■ WHAT THE EXERCISE ASKS ■
Reproduce word for word the lines of the items below, beginning with the line that contains "Highlight farm track." and continuing through the line that contains "left=506, top=214, right=747, bottom=301". Include both of those lines.

■ SUPPLIED INFORMATION ■
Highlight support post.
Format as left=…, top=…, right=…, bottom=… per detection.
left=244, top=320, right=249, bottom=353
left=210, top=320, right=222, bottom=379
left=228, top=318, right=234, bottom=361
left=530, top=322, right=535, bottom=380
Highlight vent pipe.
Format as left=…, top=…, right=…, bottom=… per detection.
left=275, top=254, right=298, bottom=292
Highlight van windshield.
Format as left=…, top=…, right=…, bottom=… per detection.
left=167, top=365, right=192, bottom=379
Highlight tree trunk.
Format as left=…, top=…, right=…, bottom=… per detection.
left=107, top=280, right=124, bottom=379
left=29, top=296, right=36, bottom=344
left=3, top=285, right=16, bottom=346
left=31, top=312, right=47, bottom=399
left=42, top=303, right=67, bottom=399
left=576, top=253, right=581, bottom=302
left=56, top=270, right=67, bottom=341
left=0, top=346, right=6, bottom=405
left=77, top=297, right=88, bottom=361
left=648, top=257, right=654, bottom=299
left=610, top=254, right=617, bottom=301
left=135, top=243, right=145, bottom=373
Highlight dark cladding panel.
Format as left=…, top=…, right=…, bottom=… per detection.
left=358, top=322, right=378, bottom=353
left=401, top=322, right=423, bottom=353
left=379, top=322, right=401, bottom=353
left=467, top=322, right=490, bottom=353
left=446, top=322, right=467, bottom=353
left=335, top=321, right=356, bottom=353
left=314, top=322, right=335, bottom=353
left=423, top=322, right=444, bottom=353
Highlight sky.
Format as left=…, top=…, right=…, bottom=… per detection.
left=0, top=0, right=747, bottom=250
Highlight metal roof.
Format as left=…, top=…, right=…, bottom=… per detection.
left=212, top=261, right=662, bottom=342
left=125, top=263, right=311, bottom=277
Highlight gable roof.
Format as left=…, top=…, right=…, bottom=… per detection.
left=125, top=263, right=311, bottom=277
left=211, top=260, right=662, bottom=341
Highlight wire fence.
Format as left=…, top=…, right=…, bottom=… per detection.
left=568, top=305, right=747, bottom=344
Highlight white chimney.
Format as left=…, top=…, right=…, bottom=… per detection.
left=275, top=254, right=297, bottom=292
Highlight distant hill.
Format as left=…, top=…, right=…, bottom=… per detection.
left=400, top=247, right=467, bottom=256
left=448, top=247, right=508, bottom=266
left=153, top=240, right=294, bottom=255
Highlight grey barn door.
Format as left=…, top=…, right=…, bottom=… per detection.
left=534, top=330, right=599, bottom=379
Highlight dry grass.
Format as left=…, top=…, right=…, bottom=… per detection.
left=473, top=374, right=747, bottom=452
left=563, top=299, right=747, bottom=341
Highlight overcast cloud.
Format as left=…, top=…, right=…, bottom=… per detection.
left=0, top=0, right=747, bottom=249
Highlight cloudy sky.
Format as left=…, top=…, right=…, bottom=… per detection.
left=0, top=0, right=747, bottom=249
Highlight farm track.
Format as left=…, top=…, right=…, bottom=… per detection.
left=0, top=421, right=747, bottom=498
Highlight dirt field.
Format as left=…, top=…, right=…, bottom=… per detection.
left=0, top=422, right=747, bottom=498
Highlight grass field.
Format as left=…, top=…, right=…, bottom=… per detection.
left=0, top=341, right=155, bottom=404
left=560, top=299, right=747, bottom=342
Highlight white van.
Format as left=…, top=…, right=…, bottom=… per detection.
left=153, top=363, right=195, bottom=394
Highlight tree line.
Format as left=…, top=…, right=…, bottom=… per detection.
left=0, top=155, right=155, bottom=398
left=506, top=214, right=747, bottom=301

--

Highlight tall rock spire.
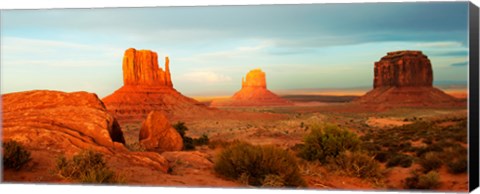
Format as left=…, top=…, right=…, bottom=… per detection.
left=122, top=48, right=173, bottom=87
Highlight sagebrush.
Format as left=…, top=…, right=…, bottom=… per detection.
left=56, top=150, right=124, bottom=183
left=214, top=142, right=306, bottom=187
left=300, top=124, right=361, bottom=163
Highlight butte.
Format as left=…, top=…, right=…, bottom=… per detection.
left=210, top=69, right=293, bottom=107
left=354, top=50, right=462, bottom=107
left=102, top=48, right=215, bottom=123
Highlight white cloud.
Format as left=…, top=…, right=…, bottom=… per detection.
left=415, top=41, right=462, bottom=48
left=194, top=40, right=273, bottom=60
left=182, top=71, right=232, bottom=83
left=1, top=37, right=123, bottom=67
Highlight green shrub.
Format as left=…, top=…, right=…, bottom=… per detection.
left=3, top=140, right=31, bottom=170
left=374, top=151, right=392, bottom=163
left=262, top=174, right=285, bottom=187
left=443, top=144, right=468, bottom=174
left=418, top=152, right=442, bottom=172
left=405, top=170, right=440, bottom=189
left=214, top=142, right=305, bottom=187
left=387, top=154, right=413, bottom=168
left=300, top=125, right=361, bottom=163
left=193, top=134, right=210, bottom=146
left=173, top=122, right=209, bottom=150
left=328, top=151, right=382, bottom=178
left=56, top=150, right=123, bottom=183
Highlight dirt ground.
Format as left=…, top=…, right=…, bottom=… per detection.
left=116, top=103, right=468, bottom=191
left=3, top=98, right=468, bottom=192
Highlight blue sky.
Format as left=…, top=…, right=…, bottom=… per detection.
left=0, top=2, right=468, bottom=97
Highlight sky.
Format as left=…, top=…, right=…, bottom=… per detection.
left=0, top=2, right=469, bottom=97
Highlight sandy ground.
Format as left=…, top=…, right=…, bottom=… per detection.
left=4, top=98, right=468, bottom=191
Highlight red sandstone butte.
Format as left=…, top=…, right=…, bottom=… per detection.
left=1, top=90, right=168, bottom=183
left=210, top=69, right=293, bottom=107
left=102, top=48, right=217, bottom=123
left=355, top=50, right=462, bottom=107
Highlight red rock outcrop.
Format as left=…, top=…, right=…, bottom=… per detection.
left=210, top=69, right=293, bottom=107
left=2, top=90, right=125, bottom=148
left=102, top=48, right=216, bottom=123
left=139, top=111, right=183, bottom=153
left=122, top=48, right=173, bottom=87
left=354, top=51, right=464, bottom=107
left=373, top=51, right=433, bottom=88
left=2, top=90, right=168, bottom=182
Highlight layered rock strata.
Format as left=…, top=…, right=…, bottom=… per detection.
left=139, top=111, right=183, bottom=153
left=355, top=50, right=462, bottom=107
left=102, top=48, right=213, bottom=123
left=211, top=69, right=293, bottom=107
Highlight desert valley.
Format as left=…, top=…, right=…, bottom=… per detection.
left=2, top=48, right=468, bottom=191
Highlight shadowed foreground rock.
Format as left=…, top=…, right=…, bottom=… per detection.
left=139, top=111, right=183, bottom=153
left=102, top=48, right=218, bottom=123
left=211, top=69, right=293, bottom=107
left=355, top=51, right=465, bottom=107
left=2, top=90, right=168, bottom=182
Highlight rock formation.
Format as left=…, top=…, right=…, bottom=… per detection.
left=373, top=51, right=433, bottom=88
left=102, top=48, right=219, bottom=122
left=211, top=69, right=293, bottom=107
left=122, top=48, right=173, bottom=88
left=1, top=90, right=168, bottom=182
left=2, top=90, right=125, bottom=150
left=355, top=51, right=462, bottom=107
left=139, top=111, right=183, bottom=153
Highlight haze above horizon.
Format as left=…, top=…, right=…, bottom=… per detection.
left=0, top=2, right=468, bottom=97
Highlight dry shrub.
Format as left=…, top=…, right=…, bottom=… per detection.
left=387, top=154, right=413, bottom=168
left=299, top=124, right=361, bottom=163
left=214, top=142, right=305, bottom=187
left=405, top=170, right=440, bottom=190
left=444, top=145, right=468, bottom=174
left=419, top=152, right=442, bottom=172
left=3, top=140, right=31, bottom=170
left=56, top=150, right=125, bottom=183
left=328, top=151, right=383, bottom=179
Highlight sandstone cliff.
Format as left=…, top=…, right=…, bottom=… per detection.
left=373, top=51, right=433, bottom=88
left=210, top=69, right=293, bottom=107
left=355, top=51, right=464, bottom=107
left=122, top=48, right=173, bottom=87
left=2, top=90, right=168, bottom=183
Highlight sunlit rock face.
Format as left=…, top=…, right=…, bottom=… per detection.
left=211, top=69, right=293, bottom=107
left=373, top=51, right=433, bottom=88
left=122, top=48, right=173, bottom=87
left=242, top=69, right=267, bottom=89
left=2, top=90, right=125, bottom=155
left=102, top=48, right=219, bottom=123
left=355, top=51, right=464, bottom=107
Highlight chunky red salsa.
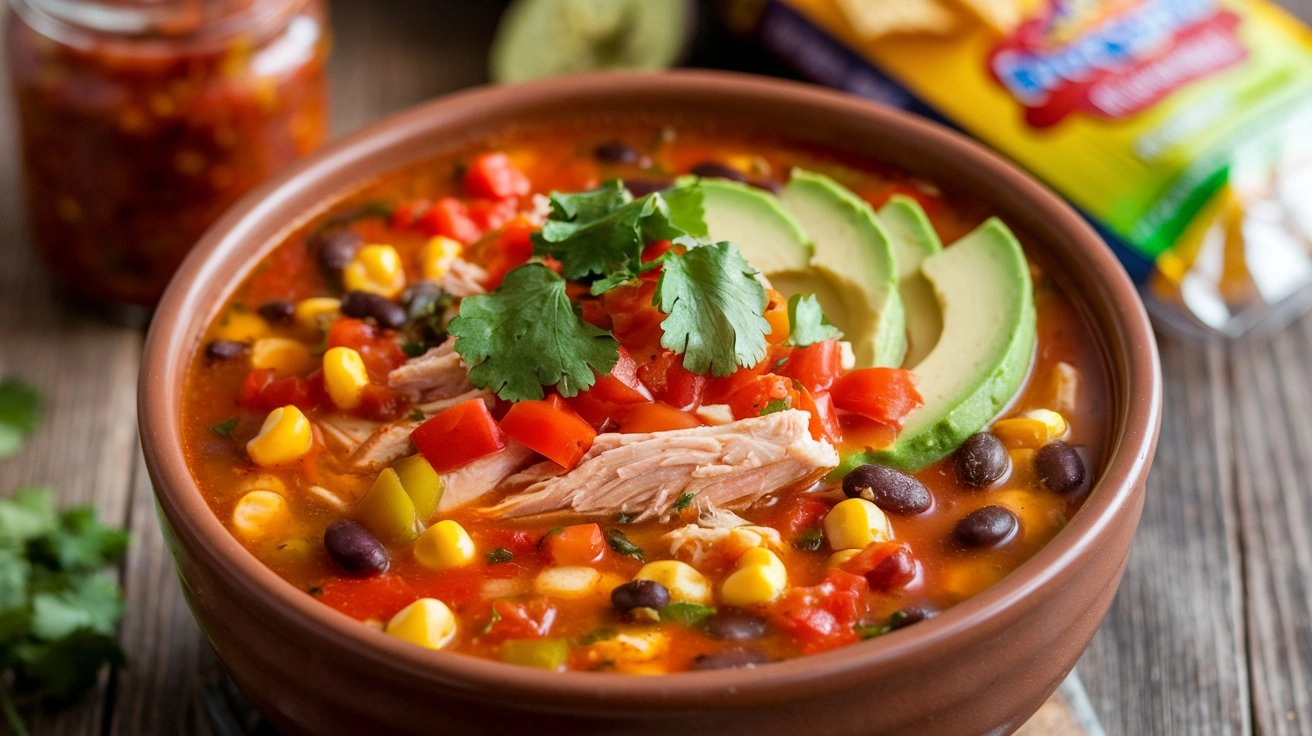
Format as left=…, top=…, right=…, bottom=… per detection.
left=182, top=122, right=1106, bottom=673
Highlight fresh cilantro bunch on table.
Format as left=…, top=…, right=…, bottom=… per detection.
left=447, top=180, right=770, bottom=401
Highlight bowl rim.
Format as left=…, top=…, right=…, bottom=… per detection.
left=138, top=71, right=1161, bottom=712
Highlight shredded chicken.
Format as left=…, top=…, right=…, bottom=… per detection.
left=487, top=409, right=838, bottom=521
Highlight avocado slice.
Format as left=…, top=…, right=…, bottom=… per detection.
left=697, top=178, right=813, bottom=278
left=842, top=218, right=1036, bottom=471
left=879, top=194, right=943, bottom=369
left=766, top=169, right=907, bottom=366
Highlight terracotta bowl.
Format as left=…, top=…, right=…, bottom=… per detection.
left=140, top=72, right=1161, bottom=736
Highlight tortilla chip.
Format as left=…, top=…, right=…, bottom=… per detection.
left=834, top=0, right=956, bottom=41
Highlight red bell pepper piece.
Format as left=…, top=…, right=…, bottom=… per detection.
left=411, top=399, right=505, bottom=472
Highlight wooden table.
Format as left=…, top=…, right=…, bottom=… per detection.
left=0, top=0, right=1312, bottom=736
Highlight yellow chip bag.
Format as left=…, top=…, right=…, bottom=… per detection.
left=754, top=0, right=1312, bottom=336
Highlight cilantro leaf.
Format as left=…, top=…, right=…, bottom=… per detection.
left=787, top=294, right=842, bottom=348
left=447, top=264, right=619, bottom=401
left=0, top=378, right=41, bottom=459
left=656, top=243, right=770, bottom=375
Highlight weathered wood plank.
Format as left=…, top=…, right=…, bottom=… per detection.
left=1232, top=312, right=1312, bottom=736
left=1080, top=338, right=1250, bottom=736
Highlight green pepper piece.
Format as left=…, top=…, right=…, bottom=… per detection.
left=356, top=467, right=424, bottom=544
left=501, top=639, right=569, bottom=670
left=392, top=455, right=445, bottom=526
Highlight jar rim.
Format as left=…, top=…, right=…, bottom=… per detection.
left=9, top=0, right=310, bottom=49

■ EXPECTED OUTPUT ■
Highlight farm track.
Format as left=…, top=…, right=…, bottom=… per detection.
left=0, top=421, right=747, bottom=498
Highlight dirt field.
Format as left=…, top=…, right=…, bottom=… per detection.
left=0, top=422, right=747, bottom=498
Highlight grass field.
Format as left=…, top=…, right=…, bottom=… per detection.
left=0, top=341, right=155, bottom=404
left=560, top=299, right=747, bottom=342
Highlight white van.
Format as left=…, top=…, right=…, bottom=… per detection.
left=153, top=363, right=195, bottom=394
Highlight tree line.
Format as left=…, top=…, right=…, bottom=… per detection.
left=0, top=155, right=155, bottom=398
left=506, top=214, right=747, bottom=301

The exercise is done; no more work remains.